**DATASET EXTRACT**:
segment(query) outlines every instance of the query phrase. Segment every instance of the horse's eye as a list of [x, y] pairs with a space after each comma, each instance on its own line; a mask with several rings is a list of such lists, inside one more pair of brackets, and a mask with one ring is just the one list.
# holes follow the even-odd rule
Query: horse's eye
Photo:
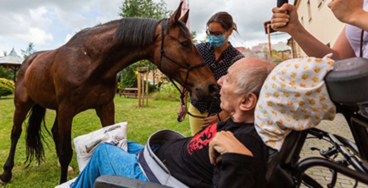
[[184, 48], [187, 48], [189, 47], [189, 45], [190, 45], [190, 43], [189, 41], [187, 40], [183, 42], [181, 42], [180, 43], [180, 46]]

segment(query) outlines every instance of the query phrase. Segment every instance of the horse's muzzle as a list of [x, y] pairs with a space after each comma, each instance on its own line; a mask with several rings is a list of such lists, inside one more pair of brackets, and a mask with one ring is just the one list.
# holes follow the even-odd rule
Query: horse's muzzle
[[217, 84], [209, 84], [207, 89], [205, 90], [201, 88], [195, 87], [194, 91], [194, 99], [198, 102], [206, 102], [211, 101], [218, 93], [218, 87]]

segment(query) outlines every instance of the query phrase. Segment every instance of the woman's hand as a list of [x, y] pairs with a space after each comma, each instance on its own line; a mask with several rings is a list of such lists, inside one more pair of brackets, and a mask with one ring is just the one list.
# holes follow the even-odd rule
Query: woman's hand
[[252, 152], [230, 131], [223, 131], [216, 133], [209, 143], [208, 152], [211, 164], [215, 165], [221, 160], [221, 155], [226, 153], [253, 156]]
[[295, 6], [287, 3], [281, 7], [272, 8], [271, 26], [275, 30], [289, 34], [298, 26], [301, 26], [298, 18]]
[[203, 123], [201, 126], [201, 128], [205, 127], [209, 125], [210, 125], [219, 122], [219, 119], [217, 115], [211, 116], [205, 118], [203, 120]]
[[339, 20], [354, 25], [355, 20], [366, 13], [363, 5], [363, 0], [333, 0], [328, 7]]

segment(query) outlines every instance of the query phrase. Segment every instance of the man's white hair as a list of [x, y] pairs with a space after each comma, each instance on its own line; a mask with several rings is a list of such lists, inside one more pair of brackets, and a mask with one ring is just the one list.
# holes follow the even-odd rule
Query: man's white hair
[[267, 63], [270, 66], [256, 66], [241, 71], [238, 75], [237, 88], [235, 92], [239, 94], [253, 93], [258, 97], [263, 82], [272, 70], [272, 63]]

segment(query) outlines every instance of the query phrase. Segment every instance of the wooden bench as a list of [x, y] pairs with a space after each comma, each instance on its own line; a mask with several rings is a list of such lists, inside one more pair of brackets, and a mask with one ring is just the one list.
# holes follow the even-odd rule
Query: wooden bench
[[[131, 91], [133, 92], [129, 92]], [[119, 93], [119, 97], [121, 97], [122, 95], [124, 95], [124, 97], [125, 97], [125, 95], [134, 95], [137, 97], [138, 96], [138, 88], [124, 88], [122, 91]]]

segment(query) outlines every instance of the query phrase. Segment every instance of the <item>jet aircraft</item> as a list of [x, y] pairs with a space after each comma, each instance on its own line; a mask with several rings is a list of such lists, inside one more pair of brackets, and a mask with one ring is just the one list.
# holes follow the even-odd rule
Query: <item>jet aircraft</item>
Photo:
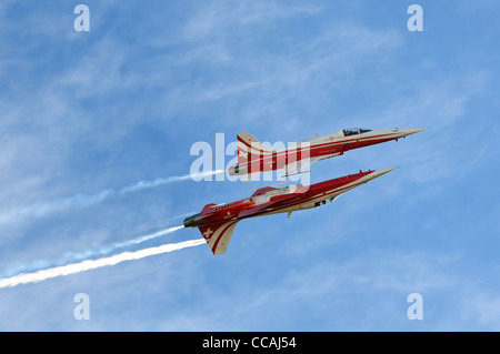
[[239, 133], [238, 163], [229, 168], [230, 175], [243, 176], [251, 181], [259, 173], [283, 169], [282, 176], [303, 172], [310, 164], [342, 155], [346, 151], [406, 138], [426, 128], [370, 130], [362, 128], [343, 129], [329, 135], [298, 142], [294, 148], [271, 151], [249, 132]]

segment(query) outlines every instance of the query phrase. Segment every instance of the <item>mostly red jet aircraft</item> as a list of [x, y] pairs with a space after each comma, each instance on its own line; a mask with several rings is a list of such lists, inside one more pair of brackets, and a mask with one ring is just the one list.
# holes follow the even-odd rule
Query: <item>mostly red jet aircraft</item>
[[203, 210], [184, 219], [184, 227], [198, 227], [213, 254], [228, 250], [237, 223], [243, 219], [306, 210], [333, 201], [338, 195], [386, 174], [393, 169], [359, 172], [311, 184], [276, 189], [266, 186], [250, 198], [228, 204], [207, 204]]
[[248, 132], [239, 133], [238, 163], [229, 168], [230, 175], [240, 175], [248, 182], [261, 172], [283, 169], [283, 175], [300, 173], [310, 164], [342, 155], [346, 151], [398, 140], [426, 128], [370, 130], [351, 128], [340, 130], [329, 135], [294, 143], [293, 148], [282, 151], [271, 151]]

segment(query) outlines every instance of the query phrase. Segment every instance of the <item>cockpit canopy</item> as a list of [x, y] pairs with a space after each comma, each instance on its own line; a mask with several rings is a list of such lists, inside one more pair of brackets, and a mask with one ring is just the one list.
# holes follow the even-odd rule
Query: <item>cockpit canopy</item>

---

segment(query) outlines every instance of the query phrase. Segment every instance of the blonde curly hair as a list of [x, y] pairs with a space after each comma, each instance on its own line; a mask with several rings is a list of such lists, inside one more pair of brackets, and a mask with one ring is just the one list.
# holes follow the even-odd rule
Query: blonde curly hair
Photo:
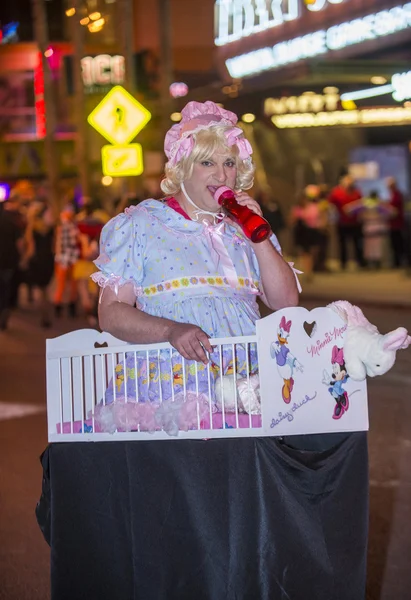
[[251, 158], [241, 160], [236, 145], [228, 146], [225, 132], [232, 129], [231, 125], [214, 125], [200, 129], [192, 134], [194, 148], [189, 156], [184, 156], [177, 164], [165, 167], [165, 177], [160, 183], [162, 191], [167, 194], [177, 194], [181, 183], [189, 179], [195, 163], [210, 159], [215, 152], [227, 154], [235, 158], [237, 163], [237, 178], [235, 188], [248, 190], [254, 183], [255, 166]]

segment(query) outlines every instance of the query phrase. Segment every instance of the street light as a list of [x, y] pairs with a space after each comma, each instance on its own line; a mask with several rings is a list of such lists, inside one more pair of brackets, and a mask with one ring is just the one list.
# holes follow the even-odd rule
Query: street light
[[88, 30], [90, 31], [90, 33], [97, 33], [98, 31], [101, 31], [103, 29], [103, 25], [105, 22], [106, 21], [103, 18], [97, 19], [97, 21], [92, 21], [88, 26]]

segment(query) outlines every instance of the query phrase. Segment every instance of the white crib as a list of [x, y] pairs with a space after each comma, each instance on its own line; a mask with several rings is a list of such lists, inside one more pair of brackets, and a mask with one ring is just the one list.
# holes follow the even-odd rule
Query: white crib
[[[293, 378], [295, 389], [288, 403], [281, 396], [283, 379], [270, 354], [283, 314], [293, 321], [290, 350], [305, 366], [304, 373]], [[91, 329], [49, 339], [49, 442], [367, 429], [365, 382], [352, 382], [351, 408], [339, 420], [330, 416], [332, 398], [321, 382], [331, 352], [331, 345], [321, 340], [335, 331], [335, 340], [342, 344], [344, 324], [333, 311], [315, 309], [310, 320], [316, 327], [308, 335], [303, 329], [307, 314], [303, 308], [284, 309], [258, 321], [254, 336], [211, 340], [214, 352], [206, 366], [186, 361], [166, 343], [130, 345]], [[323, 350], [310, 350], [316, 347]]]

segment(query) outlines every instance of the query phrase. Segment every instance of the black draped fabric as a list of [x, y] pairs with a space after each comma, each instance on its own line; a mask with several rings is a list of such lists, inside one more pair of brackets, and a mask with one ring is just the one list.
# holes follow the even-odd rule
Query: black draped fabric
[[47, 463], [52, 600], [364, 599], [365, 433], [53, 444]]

**AIM OF THE TASK**: Swap "wooden bench" for "park bench" in the stretch of data from the line that contains "of the wooden" through the line that contains "151], [249, 132]]", and write out only those lines with nothing else changed. Leave the pictures out.

**TASK ANSWER**:
segment(query) outlines every instance of the query phrase. Segment every instance of the park bench as a list of [x, y] pairs with a space after each comma, each instance on its own line; a mask with several rings is a list of such lists, inside one more pair of brackets, and a mask with one ring is just the one list.
# holes follow the even-odd rule
Query: park bench
[[[131, 91], [133, 92], [129, 92]], [[119, 93], [119, 97], [121, 97], [122, 95], [124, 95], [124, 97], [125, 97], [125, 95], [134, 95], [137, 97], [138, 96], [138, 88], [124, 88], [122, 91]]]

segment(query) outlines every instance of the query phrase. Segment every instance of the <item>jet aircraft</item> as a list of [x, y] pairs with a space after each comma, each instance on its own line; a mask with several rings is a list of such lists, inside one more pair of brackets, and a mask with one ring is just the one list.
# holes follow the even-odd rule
Query: <item>jet aircraft</item>
Photo:
[[239, 133], [238, 163], [229, 168], [230, 175], [243, 176], [251, 181], [259, 173], [283, 169], [282, 176], [303, 172], [310, 164], [342, 155], [346, 151], [406, 138], [426, 128], [370, 130], [362, 128], [343, 129], [329, 135], [298, 142], [294, 148], [271, 151], [249, 132]]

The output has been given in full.